GIVEN INSTRUCTION A.
In the tribute to Cecil Woolf, what was the name of the publishing house he founded?
[START SOURCE EXCERPT]
It is with great sadness that I share news of the passing of Cecil Woolf, the oldest living relative of Virginia and Leonard Woolf, who died Monday, June 10, 2019, in London at the age of 92 after suffering a stroke. He was also a dear personal friend and a much-loved member of the Woolf community, revered by scholars and common readers alike.
A mentor and friend
A speaker at Woolf conferences and the founder and publisher of Cecil Woolf Publishers, a small London publishing house in the tradition of the Woolfs’ Hogarth Press, Cecil was also a tremendous mentor and friend to the many Woolf scholars, both new and old, that he met at Woolf-related events.
Wherever he went, whether an Annual International Conference on Virginia Woolf, an event sponsored by the Virginia Woolf Society of Great Britain, or a simple visit to a London bookshop, he impressed those he met with his unassuming charm, astute intelligence, and subtle wit.
[END SOURCE EXCERPT]
[START DATA PROVIDED]
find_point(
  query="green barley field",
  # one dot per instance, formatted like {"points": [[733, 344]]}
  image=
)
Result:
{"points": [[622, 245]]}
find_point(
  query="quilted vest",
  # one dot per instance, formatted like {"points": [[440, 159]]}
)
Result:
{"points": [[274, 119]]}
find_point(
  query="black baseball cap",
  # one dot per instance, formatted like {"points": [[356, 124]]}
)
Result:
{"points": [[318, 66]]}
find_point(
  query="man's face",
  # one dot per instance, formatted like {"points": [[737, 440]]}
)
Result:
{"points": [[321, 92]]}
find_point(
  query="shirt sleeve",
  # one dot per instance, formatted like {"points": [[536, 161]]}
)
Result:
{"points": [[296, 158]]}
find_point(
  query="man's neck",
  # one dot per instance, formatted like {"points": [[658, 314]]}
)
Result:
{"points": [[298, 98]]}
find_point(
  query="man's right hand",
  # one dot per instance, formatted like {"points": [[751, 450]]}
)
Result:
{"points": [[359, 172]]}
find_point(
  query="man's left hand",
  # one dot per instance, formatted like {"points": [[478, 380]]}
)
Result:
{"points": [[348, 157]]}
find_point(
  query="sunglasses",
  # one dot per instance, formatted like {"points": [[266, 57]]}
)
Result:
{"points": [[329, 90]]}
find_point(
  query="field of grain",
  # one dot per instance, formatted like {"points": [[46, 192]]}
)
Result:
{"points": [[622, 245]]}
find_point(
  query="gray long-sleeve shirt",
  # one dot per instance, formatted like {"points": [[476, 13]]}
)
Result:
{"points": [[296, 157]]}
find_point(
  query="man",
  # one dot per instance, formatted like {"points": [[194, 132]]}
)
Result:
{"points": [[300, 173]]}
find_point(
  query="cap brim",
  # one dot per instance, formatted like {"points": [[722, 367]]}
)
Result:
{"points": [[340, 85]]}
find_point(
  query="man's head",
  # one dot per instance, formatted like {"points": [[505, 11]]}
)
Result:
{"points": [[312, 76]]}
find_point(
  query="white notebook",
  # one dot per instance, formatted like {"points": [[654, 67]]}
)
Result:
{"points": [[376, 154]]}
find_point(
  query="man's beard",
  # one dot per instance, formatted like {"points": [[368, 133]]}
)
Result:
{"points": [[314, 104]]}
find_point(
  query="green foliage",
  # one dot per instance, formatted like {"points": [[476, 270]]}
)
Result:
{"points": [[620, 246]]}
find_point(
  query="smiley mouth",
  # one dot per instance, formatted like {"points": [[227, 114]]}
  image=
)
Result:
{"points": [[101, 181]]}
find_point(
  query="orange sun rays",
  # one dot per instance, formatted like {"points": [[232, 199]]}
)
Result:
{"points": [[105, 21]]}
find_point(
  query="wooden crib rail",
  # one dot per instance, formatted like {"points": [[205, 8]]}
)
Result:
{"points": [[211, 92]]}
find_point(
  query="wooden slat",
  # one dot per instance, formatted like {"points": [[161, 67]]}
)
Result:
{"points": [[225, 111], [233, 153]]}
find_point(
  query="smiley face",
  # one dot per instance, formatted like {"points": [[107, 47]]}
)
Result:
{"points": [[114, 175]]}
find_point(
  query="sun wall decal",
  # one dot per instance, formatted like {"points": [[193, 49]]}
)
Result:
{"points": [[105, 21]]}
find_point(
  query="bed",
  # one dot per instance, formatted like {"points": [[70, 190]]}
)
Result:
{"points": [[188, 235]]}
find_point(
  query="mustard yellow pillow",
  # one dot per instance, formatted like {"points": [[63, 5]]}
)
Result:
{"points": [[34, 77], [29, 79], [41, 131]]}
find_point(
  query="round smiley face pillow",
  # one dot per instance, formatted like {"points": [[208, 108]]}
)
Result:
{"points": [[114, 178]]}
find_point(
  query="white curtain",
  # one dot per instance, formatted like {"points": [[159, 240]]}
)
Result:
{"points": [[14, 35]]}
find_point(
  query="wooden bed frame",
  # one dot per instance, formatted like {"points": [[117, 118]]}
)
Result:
[END DATA PROVIDED]
GIVEN INSTRUCTION B.
Count the lines in the listing that contain the word "wooden", and reply with the number alone.

SOLUTION A.
Cecil Woolf Publishers

SOLUTION B.
3